Copy out exactly the stretch of the listing below that begins at the line containing "Target phrase = flower stem" and ends at the line containing "Target phrase = flower petal", and copy nothing outside it.

◆ EXERCISE DATA

------------------------------------------------------------------------

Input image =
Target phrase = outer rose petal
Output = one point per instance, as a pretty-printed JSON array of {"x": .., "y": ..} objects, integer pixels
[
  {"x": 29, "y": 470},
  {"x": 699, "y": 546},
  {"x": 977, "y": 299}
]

------------------------------------------------------------------------

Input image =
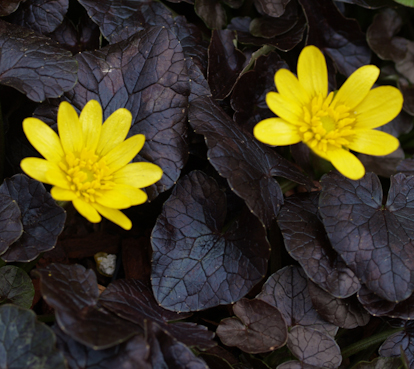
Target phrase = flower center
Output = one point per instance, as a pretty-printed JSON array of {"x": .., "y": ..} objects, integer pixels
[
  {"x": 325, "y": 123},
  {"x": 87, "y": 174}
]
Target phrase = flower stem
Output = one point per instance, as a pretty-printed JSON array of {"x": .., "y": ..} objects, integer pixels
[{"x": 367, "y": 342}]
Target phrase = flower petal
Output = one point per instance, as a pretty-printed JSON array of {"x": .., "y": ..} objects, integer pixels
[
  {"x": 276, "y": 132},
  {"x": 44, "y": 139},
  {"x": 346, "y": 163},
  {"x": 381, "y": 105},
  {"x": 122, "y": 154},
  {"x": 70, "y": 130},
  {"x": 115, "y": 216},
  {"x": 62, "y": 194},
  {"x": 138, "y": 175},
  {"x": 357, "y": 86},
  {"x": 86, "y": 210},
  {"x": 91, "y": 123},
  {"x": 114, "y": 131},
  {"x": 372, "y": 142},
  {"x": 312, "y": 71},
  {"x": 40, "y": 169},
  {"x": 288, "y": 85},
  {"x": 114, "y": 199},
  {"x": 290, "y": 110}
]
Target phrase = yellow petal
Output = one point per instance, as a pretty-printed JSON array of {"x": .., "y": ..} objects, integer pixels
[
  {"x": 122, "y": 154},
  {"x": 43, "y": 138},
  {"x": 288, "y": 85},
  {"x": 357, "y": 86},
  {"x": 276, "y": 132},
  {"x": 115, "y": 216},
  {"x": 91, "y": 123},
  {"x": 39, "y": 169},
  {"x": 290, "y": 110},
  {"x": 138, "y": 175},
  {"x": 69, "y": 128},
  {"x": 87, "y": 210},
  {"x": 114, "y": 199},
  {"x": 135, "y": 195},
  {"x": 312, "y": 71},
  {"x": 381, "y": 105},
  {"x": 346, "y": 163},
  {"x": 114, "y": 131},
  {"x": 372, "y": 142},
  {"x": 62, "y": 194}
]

------------------------------------------------------------------------

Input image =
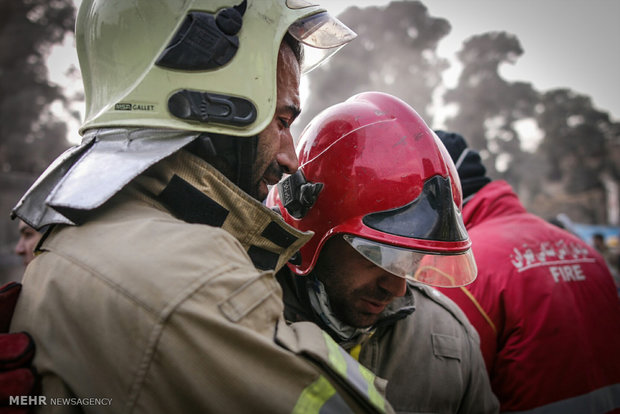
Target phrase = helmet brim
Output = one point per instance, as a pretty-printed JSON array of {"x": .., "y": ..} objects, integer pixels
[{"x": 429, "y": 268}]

------------------------------------------------------------------------

◆ PROBLEM SOLUTION
Target phrase = flower stem
Output = one point per instance, as a pretty-printed JSON array of {"x": .., "y": ..} objects, integer pixels
[{"x": 367, "y": 342}]
Target phrase = flower petal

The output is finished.